[[ Extracted information open ]]

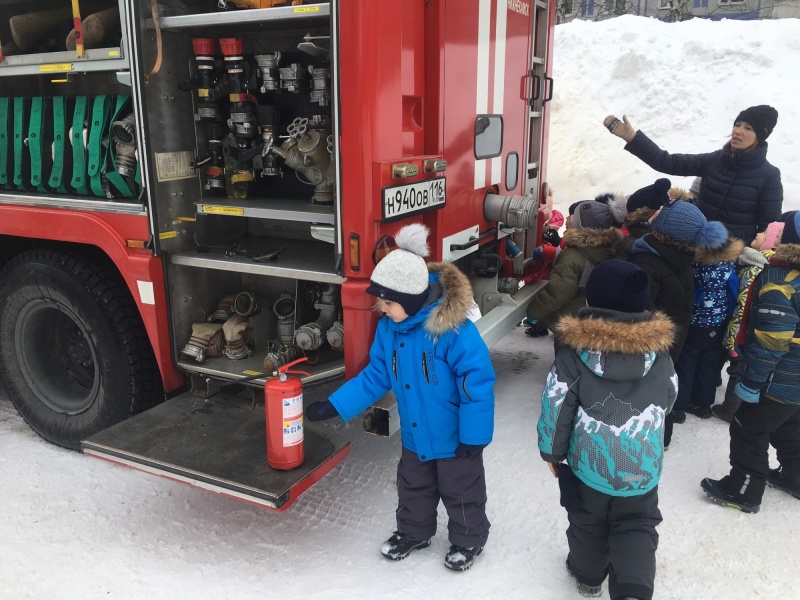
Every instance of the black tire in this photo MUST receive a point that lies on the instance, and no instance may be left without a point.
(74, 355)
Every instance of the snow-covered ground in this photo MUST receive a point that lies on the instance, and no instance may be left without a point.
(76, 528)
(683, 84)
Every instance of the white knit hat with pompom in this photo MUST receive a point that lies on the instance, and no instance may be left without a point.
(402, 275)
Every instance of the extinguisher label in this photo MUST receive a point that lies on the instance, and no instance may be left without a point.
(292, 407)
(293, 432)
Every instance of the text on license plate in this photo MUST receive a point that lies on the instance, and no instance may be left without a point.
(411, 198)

[[ Extracted information closed ]]

> [Task objective]: Word for word, restate every line of the listing, omitting the pictures.

> [Solution for this task]:
Every instance of the black tire in this photo MUST receive a point that lies on the instance, and no instance may be left without a point.
(74, 355)
Every instance of the snow-covered ground in this photo MUST receive a point that lies on the instance, and no instance may be left without a point.
(76, 528)
(683, 84)
Every instance of the white knit hat with pompom in this photo MUST receive a point that lies on the instance, and no instance may be left without a point.
(402, 275)
Every instance of the extinguisher label in this photo MUST receive a point that lies on the instance, and no instance may be left without a point.
(292, 407)
(293, 432)
Every instance of the text on license plate in this photo MUST receive a point that lies on the instance, and no instance may be left without a point.
(411, 198)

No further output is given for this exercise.